[BEGIN DATA LINES]
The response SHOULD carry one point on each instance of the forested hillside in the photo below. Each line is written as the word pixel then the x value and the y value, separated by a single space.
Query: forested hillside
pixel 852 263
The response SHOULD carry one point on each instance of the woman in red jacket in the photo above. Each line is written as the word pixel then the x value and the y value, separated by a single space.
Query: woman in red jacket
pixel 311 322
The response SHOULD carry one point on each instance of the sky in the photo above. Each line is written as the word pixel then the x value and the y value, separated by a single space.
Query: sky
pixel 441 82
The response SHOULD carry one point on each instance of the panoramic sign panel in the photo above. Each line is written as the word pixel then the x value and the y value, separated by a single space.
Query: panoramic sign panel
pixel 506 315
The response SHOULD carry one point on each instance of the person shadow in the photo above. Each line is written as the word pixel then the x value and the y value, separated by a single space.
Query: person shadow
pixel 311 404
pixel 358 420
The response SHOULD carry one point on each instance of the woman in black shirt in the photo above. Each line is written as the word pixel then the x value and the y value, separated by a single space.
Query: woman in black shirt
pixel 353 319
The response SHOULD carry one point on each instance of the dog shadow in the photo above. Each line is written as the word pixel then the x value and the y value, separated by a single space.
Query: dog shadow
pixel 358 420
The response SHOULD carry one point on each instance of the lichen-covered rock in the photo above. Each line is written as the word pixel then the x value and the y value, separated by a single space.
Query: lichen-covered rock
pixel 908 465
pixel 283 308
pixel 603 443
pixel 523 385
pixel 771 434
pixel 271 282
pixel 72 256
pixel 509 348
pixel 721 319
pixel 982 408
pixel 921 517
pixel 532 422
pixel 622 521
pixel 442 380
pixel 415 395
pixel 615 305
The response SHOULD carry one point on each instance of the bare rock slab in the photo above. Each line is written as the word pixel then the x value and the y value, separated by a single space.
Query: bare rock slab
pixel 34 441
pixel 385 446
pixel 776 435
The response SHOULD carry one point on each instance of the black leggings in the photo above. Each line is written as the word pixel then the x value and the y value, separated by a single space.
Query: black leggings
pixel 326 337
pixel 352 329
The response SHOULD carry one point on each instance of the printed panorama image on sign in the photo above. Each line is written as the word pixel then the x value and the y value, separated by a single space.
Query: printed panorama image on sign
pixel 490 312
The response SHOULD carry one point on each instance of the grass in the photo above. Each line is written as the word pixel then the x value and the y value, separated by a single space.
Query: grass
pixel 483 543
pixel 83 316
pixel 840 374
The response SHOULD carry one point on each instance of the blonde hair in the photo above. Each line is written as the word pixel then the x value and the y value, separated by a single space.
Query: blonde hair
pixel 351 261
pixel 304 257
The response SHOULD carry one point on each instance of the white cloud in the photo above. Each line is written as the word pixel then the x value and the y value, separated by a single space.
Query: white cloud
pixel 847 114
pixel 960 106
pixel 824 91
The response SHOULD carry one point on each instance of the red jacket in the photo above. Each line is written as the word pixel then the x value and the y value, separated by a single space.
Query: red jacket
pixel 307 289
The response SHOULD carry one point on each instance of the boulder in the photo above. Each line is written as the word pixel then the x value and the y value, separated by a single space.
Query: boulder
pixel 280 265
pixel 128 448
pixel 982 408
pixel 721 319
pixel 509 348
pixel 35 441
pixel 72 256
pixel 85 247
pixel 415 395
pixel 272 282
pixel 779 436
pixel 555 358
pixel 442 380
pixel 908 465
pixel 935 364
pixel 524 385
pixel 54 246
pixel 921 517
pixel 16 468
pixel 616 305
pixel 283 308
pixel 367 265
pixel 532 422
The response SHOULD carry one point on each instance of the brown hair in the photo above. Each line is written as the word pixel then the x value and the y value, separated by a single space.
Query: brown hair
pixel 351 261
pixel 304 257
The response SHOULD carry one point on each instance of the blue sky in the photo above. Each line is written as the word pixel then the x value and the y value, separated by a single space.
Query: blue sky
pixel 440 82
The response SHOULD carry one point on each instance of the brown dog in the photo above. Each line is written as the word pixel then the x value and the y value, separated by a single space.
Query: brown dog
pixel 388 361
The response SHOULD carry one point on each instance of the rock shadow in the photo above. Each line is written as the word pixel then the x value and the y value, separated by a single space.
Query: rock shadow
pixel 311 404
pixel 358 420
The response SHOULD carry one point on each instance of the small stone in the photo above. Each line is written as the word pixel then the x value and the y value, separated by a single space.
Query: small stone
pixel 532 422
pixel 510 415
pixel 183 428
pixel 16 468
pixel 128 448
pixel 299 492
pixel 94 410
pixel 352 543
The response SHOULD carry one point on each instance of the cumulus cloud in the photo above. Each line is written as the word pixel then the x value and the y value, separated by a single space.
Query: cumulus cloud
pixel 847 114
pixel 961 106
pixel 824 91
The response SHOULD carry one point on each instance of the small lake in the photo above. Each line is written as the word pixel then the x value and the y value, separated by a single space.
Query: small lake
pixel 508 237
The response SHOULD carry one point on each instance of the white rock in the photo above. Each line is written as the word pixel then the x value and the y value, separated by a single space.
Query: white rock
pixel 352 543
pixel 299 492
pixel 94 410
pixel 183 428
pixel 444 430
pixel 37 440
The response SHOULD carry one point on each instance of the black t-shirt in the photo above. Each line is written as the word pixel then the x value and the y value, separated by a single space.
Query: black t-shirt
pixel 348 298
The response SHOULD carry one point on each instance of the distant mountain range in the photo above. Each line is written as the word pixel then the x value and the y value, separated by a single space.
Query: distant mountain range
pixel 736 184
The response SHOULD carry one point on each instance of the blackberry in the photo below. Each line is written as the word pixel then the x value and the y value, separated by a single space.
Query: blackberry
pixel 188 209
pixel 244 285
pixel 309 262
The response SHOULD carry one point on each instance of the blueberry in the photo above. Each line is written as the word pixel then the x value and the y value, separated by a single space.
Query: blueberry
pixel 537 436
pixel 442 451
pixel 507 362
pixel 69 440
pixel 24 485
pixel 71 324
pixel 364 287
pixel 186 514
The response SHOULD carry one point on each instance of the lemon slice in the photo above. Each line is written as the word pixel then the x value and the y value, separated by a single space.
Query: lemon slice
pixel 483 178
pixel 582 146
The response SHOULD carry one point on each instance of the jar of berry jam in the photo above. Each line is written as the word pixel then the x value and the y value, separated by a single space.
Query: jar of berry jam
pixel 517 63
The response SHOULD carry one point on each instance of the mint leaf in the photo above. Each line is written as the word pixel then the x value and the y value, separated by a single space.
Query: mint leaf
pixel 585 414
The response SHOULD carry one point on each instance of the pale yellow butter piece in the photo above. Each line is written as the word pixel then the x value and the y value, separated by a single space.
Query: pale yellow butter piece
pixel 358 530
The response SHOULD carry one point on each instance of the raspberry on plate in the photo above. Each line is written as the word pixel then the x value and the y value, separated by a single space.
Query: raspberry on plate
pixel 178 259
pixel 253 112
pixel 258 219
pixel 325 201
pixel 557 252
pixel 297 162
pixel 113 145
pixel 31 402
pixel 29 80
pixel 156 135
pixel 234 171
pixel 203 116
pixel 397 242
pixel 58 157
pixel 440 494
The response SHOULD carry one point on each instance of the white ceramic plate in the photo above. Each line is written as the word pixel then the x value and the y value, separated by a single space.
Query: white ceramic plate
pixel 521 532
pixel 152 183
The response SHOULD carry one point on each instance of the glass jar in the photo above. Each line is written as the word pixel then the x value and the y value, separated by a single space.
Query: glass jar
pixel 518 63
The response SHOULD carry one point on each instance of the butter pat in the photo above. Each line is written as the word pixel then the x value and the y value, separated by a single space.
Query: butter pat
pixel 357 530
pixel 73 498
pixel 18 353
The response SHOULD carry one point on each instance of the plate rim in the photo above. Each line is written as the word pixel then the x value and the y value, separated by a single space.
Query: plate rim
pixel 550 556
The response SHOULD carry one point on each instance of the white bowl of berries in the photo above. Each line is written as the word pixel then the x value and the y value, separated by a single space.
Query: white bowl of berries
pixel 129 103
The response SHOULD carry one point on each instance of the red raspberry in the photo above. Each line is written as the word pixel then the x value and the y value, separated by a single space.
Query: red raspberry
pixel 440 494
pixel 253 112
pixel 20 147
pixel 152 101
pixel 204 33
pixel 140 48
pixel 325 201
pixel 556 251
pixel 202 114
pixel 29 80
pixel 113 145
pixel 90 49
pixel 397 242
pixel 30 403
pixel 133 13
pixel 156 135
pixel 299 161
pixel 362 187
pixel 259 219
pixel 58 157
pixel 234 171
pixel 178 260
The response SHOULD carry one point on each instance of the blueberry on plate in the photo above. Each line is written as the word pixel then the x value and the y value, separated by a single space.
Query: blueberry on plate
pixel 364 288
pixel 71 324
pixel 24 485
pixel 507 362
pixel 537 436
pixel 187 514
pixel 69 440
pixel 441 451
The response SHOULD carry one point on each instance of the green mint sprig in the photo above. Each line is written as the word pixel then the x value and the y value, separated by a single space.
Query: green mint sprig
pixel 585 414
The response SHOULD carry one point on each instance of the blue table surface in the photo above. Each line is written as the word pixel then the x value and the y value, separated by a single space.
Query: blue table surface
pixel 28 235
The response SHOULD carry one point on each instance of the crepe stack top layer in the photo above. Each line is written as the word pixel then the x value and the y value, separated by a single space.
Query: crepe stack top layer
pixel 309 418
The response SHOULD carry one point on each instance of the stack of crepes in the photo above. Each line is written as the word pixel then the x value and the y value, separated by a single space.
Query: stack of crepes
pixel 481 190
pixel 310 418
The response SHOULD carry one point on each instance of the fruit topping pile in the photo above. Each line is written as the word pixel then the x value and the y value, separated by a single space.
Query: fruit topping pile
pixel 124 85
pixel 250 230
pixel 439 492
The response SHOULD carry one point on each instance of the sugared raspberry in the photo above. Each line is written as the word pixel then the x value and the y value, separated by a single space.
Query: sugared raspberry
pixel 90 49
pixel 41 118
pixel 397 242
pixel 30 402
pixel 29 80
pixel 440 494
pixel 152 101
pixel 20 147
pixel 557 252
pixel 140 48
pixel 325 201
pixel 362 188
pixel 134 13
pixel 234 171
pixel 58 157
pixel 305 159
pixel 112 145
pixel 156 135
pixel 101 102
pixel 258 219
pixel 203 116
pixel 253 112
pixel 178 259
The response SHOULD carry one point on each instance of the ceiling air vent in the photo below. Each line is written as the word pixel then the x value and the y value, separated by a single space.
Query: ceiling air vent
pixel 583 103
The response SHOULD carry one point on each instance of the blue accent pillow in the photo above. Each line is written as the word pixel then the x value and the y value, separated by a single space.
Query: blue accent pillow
[END DATA LINES]
EXERCISE BRIEF: Reproduce exactly the line that holds "of the sugared", then every line after it, ending with the final line of the records above.

EXERCISE SOLUTION:
The response SHOULD carry one point on each instance of the sugared raspberry in the photo above. Each line is written as the word pixel then the x value and the y value, separated by a single space.
Query: sugared raspberry
pixel 90 49
pixel 41 118
pixel 397 242
pixel 30 402
pixel 29 80
pixel 440 494
pixel 152 101
pixel 20 147
pixel 557 252
pixel 140 48
pixel 325 201
pixel 362 188
pixel 134 13
pixel 234 171
pixel 58 157
pixel 305 159
pixel 112 145
pixel 156 135
pixel 101 102
pixel 258 219
pixel 203 116
pixel 253 112
pixel 178 259
The response SHOULD carry one point on each instance of the ceiling air vent in the photo below. Each line is written as the word pixel then the x value and the y value, separated by a single space.
Query: ceiling air vent
pixel 583 103
The response SHOULD carry one point on each instance of the blue accent pillow in the photo above. Each line is written as the word pixel then the x value and the y value, separated by a single space.
Query: blue accent pillow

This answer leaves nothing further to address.